■ Provided text:
↓
Theatre Royal in Wakefield is currently holding its 17th annual drama festival, which comprises of seven different shows performed over seven days. The festival closes with a performance from St Austin’s Players of Ghost Train, written by Arnold Ridley. St Austin’s Players formed in 1991 as a way to raise funds for the restoration of St Austin’s church. However after their first performance, they quickly developed a love of performing and have gone on to perform many other shows and have become an integral part of the community.

Ridley wrote Ghost Train in 1923, following his own eerie experience at Mangotsfield railway station in Gloucester. The play follows the story of 6 passengers who become stranded at a remote railway station in the countryside. The station master asks them to leave the station but they refuse as they have no place to stay. He then goes on to warn them of the supernatural danger, from the spectral wreckage that haunts the line and brings death to all those who set eyes upon it. They still refuse to leave and the station master leaves them for the night. They soon regret this decision however as the nights events unfold. The main body of the play takes place in the waiting room of Fal Vale in south Cornwall and this is where we begin and end our journey.

The setting for the play was really well designed and executed. The space worked really well and I loved how all the scene changes were incorporated into the natural flow of the script. This play without doubt had the best sound and visual effects I have seen in a long time, particularly that way the train was simulated with the flickering lights and layered audio. As beautifully as the script was written to enhance the tension it was further enhanced by the eerie lighting. The costumes were also extremely well thought out to reflect the era and each one reflected the character wonderfully, for example Peggy Murdock’s pink dress not only broke up the darkness but reflected her youthful delicacy, whereas Miss Bourne wore an extremely conservative black dress that was delicately jewelled to hint at her elevated status and refinement.
↑
■ Short exercise: Rewrite the part of the Ghost Train review starting at "The setting for" and ending at "status and refinement.", swapping "pink dress" for "blue dress".

■ Extracted records:
↓
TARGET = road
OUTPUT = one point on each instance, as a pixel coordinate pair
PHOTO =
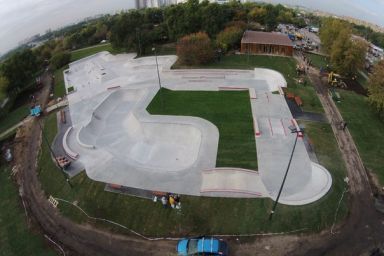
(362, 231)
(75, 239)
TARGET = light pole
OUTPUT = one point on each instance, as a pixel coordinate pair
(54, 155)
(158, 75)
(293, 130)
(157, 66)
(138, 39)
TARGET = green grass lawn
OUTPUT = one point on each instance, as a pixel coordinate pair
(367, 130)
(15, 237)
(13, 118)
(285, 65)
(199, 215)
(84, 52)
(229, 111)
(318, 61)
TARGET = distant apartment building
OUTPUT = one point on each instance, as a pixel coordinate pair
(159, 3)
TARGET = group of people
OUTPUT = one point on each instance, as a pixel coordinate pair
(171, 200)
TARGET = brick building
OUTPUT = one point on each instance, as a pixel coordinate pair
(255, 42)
↑
↓
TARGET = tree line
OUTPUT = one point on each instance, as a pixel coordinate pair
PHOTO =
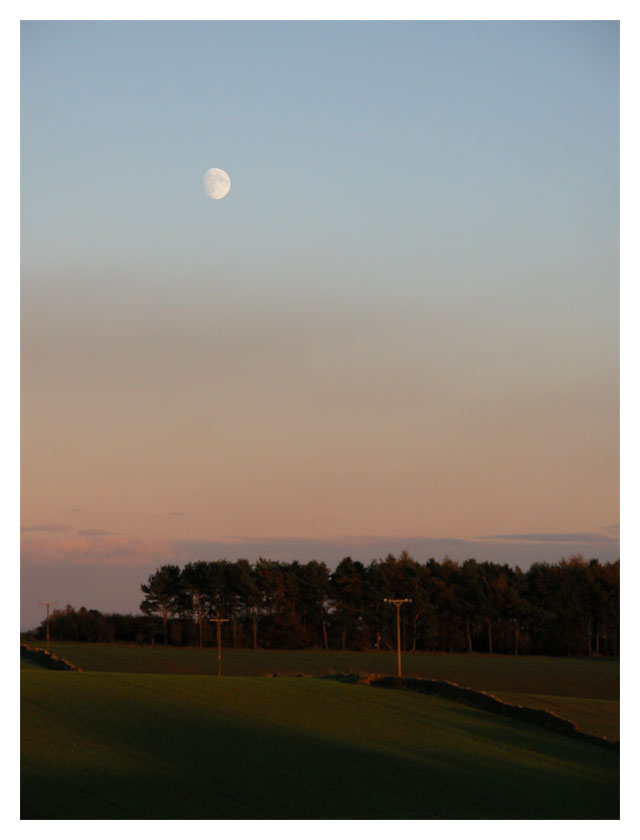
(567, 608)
↑
■ Solution below:
The setting for the play was really well designed and executed. The space worked really well and I loved how all the scene changes were incorporated into the natural flow of the script. This play without doubt had the best sound and visual effects I have seen in a long time, particularly that way the train was simulated with the flickering lights and layered audio. As beautifully as the script was written to enhance the tension it was further enhanced by the eerie lighting. The costumes were also extremely well thought out to reflect the era and each one reflected the character wonderfully, for example Peggy Murdock’s blue dress not only broke up the darkness but reflected her youthful delicacy, whereas Miss Bourne wore an extremely conservative black dress that was delicately jewelled to hint at her elevated status and refinement.